● **WORK INSTRUCTIONS**:
Aim for an exact copy of the listing, without any images.
________________________________________
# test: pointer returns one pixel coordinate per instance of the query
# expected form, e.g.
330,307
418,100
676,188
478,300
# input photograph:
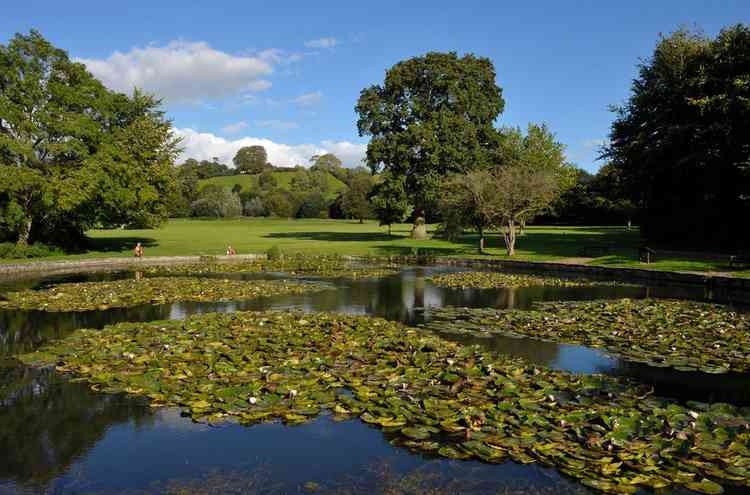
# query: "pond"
58,436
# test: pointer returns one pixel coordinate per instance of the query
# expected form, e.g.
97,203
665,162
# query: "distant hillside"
283,178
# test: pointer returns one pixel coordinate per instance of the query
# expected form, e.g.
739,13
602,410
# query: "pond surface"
57,436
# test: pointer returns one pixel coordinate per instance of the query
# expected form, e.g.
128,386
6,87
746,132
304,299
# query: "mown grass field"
182,237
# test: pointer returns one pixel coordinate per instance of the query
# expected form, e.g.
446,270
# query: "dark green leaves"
434,396
684,335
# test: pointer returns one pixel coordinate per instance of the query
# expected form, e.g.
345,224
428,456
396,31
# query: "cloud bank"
184,71
205,145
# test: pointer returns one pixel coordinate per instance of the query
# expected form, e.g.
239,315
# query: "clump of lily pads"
314,266
432,395
158,290
497,280
684,335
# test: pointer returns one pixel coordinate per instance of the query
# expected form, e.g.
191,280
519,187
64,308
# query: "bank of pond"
567,384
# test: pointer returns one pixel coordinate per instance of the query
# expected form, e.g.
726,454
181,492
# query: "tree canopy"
74,154
251,159
682,140
434,115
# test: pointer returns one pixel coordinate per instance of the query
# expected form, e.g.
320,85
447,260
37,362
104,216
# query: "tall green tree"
72,153
432,116
682,140
355,201
251,159
389,201
325,163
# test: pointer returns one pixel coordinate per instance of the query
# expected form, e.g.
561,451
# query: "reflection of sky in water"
60,436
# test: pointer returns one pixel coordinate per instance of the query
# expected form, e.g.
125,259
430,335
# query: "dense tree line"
681,143
74,154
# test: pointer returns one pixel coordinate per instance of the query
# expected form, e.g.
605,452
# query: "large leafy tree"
72,153
389,201
531,174
251,159
682,140
432,116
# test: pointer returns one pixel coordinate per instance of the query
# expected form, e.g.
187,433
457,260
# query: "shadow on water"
60,437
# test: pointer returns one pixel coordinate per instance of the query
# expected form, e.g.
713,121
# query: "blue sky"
287,74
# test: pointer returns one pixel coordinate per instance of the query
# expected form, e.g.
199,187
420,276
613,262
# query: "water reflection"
61,437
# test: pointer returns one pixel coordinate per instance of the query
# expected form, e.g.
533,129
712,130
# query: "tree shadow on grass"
118,244
333,236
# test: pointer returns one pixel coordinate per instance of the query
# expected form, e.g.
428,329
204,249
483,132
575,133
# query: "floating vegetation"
159,290
429,394
317,266
497,280
684,335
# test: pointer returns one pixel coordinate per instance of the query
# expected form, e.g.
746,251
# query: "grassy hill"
283,178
________________________________________
● **ANSWER SPACE**:
# test: pointer returns one pixel coordinate per instance of the query
# expected form, e.g.
330,307
418,100
676,188
478,300
# input photograph:
# query: "pond"
58,436
# test: pointer returns one pixel coordinate per instance of the query
# expected form, e.g.
97,203
665,162
# query: "distant hillside"
283,178
# test: pointer returns one pixel coordinate per instance of the query
# expected form, e.g.
739,13
602,410
# query: "pond surface"
57,436
# test: pointer returns one pixel coordinate per instance of the query
# expected form, e.g.
128,386
6,87
746,132
304,299
# query: "mown grass field"
182,237
# test: pointer returns one pixel coordinate per instance of the query
# expected form, e.g.
446,270
# query: "dark green leaves"
434,396
684,335
# test: pointer returns one pixel coordinate per instance of the query
# expected form, e.g.
345,224
428,456
396,31
# query: "cloud bank"
184,71
205,145
# test: pointer returns one pixel coordinate per instance of the query
# expected form, e.g.
239,315
# query: "clump of lily pads"
314,266
432,395
158,290
497,280
684,335
# test: pointer returns one pixel coordinate per instance of the query
# expected form, e.g.
191,280
519,187
64,308
# query: "bank of pond"
567,384
# test: pointer returns one pixel coordinate per instance of the query
# expected form, e.g.
726,454
181,492
# query: "tree canopy"
74,154
251,159
682,140
434,115
# test: pointer returns one pixel coordinate per instance of the query
# expected form, e.g.
320,85
447,260
37,362
104,216
# query: "tall green tree"
72,153
432,116
682,140
355,201
251,159
389,201
325,163
# test: pointer returns one pixel coordinate per instance of the query
# expected form, e.g.
561,451
# query: "reflection of sky in water"
60,436
# test: pointer returns one pixel coordinate per instance of the query
# expected form, e.g.
125,259
430,335
# query: "dense tree line"
681,143
74,154
# test: pointer returns one pixel coordinate per instance of the query
# expected form, e.g.
605,452
# query: "large leafy tree"
72,153
389,201
531,174
251,159
682,140
432,116
# test: pointer returns one pixel coordinate per instance of the query
# expected form, e.g.
187,433
457,260
# query: "shadow on water"
60,437
# test: pointer returns one pixel coordinate per instance of the query
# expected form, e.g.
713,121
# query: "blue sky"
287,74
# test: pointer returns one pixel coordinate per instance of the query
# expected form, e.g.
199,187
420,276
613,262
# query: "water reflection"
61,437
# test: pointer returns one pixel coordinate per instance of the query
# expected form, e.g.
533,129
712,130
# query: "tree shadow on grass"
118,244
333,236
# test: pointer returns one pixel coordinate per instance of the query
# expected form, e.g.
428,329
204,249
483,132
575,133
# query: "floating vegetation"
159,290
429,394
317,266
497,280
684,335
# test: pointer returns one pixel coordinate per instance of the query
# expected form, e.g.
746,251
# query: "grassy hill"
283,178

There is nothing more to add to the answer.